======== Data excerpts

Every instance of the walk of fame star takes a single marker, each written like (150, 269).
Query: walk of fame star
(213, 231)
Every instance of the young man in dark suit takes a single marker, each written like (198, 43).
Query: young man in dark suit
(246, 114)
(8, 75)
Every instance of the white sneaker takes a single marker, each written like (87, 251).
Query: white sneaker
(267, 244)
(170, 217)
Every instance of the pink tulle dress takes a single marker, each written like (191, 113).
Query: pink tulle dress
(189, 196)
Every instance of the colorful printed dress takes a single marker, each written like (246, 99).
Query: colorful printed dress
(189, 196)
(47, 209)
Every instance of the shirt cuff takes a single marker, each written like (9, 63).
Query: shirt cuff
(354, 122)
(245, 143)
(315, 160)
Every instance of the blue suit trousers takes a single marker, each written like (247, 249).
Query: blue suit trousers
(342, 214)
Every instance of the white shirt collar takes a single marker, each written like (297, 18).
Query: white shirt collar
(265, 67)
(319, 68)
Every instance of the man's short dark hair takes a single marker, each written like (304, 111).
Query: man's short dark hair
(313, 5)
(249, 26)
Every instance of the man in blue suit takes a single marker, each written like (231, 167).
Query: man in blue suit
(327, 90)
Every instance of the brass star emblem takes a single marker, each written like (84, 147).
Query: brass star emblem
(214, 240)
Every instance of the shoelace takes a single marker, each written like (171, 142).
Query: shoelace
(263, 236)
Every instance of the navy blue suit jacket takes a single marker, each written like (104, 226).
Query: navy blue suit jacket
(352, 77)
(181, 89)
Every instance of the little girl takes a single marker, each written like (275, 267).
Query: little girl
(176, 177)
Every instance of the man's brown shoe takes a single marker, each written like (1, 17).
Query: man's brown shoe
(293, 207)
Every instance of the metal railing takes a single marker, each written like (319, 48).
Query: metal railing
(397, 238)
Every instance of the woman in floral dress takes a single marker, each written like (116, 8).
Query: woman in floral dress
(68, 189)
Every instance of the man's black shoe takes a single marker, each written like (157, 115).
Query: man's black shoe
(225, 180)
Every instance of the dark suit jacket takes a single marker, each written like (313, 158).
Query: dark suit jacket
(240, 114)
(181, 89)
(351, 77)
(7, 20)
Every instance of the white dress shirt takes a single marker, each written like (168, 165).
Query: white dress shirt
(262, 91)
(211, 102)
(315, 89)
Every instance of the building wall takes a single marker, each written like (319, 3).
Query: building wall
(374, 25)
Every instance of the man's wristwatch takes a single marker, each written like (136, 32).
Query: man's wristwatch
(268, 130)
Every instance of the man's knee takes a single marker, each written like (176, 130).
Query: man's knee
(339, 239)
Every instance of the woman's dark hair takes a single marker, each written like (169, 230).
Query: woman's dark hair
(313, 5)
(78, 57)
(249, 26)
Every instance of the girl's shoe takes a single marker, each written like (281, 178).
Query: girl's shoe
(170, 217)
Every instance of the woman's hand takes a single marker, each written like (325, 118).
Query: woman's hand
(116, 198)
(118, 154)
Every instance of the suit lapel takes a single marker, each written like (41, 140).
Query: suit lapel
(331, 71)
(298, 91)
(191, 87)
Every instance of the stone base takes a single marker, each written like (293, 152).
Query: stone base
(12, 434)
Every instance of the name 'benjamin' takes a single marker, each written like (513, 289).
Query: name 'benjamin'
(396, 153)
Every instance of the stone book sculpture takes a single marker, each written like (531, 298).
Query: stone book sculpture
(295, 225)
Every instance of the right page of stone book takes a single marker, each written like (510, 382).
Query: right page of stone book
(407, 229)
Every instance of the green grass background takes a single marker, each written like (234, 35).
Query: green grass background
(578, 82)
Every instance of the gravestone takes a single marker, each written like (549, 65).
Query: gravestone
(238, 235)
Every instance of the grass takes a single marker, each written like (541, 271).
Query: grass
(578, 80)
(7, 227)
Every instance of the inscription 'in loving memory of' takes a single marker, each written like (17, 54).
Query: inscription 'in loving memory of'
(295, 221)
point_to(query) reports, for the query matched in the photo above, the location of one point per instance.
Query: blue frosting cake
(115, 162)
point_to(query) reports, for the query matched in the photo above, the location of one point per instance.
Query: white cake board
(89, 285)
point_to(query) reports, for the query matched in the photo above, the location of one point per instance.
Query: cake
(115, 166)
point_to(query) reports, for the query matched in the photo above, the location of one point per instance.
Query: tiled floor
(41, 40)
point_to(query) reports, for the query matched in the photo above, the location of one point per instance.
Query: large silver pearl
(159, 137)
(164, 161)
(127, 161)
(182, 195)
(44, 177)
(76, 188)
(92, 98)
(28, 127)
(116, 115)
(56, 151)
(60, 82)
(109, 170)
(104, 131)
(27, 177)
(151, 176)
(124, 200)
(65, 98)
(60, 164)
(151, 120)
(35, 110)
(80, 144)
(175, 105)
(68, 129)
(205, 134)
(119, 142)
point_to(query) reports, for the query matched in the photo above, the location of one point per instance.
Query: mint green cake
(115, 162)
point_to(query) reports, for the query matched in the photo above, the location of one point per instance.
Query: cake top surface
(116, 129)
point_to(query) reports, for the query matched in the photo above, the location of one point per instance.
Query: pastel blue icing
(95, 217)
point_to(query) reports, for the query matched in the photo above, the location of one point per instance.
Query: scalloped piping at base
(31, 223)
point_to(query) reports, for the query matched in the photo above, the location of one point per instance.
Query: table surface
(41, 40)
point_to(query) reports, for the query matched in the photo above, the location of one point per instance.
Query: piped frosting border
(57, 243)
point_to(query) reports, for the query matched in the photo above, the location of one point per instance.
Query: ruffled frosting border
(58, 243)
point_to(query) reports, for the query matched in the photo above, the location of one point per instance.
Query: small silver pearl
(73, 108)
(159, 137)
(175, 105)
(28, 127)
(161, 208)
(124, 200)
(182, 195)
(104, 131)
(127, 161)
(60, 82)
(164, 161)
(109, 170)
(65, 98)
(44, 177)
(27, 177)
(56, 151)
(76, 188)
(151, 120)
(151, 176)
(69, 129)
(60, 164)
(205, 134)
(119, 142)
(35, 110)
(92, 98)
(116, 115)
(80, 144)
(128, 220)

================

Task requirements →
Once the line with "Query: pastel blue icing" has been found in the records above, retype it and every line after it exactly, and include nothing else.

Problem solution →
Query: pastel blue icing
(95, 217)
point_to(query) reports, for the query matched in the photo above, the location of one point per instance.
Query: scalloped piping at base
(31, 223)
point_to(query) reports, for the query matched in the photo above, the location of one point per instance.
Query: table surface
(41, 40)
point_to(query) reports, for the query matched in the photo above, the location of one point per instance.
Query: piped frosting border
(57, 243)
point_to(query) reports, for the query matched in the photo above, the location of one point per instance.
Query: ruffled frosting border
(58, 243)
point_to(query) reports, for the query matched in the photo above, the location of one point per instance.
Query: small silver pearl
(73, 108)
(159, 137)
(175, 105)
(28, 127)
(161, 208)
(124, 200)
(182, 195)
(104, 131)
(127, 161)
(60, 82)
(164, 161)
(109, 170)
(65, 98)
(44, 177)
(27, 177)
(56, 151)
(76, 188)
(151, 120)
(151, 176)
(69, 129)
(60, 164)
(205, 134)
(119, 142)
(35, 110)
(92, 98)
(116, 115)
(80, 144)
(128, 220)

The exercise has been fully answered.